Top of Supplied passage

Simulated data for GAM's — gamSim2 • TAGAM

This function creates simulated datasets to illustrate the use of gam3.

gamSim2(n, p, test.n, sigma, probs)

Arguments

n	numeric value specifying the number of observations.
p	numeric value specifying the number of covariates.
test.n	numeric value specifying the number of observations in the test set.
sigma	numeric value specifying the standard deviation of the errors.
probs	numeric vector of length 6 specifying the proportion of covariates that are polynomial, linear, exponential, logarithmic, sinusoidal, and zero functions.

Value

A named list containing data, functions, line, and test.

data

An n$\times$ p+1 dataframe containing the simulated data. The first column contains the response, with all subsequent columns containing the covariates.

functions

A list of length p containing the true functions.

line

A character vector of length p containing the type of function used.

test

An test.n$\times$ p+1 dataframe containing the simulated test data. The first column contains the response, with all subsequent columns containing the covariates.

Bottom of Supplied passage
Top of Excerpted data

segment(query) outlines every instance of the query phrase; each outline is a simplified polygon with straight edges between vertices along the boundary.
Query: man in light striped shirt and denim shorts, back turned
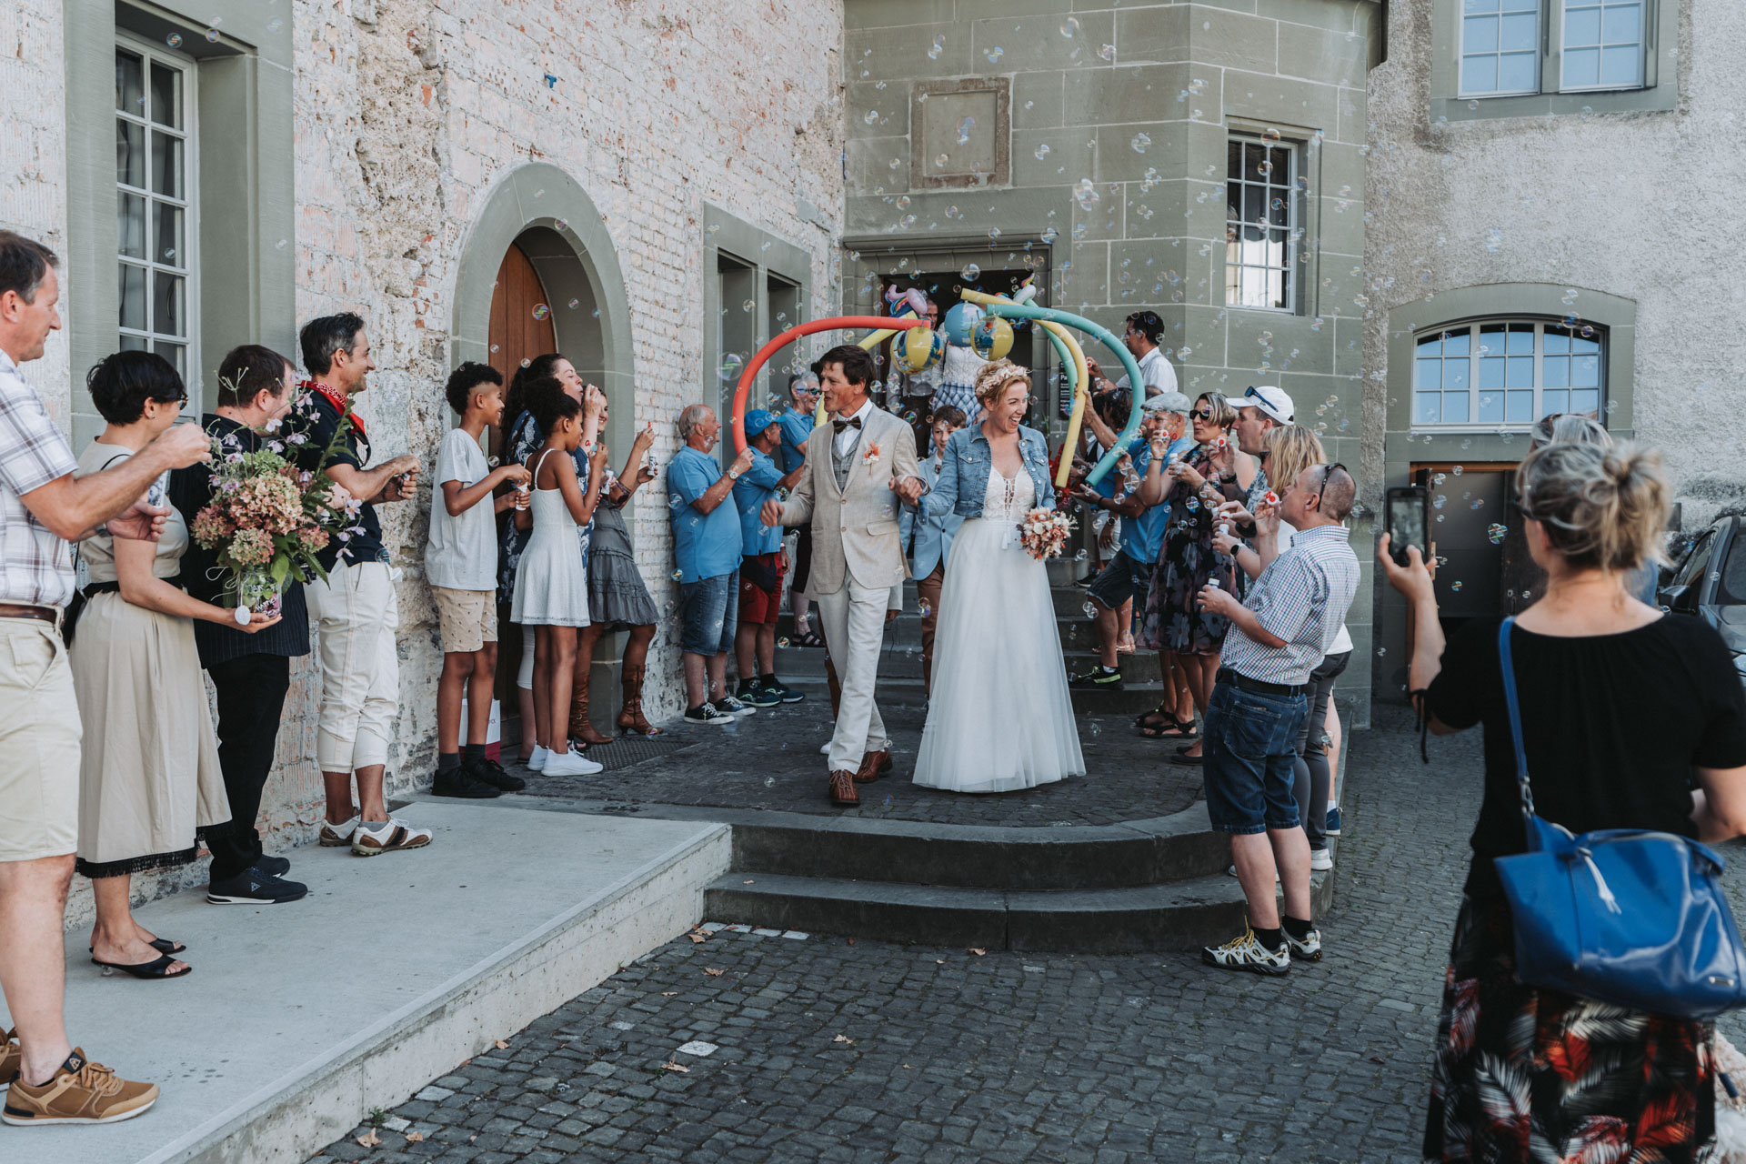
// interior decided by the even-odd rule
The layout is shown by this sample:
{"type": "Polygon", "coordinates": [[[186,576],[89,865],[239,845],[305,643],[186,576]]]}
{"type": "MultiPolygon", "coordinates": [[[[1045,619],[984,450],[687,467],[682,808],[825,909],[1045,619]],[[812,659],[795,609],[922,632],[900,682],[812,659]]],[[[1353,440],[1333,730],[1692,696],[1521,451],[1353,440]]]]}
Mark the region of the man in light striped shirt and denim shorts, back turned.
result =
{"type": "Polygon", "coordinates": [[[1208,585],[1200,604],[1229,635],[1206,705],[1206,815],[1231,836],[1248,927],[1201,960],[1226,970],[1285,974],[1294,958],[1322,958],[1310,916],[1310,841],[1292,791],[1297,733],[1310,714],[1310,672],[1327,658],[1358,590],[1358,558],[1343,522],[1357,483],[1341,464],[1304,469],[1278,506],[1255,515],[1261,576],[1241,602],[1208,585]],[[1297,534],[1278,550],[1278,524],[1297,534]],[[1283,887],[1280,914],[1275,883],[1283,887]]]}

Bottom of Excerpted data

Work to be completed
Write what follows next on the gamSim2 documentation page, starting after its description of the test element.

Exercise response
Details

This function creates simulated datasets to illustrate the use of gam3. The covariates are sampled uniformly over $[0, 1]$, and their associated functions are randomly chosen from polynomial, linear, exponential, logarithmic, sinusoidal, and zero using weights provided in the probs argument.

Examples

set.seed(2018)
probs <- c(0.1, 0.1, 0.1, 0.1, 0.1, 0.5)
simulated_data <- gamSim2(n = 100, p = 1, test.n = 20, sigma = 0.1, probs = probs)
# -1*2*x*sin(2.70259540737607*pi * x^2 - 1.3270146084221)
sin.fun <- function(x) eval(parse(text = simulated_data$functions[[1]]))
truth <- sin.fun(seq(0, 1, length.out = 100))
truth <- truth/diff(range(truth))
plot(simulated_data$data[, 2], simulated_data$data[, 1])
lines(seq(0, 1, length.out = 100), truth, col = "red")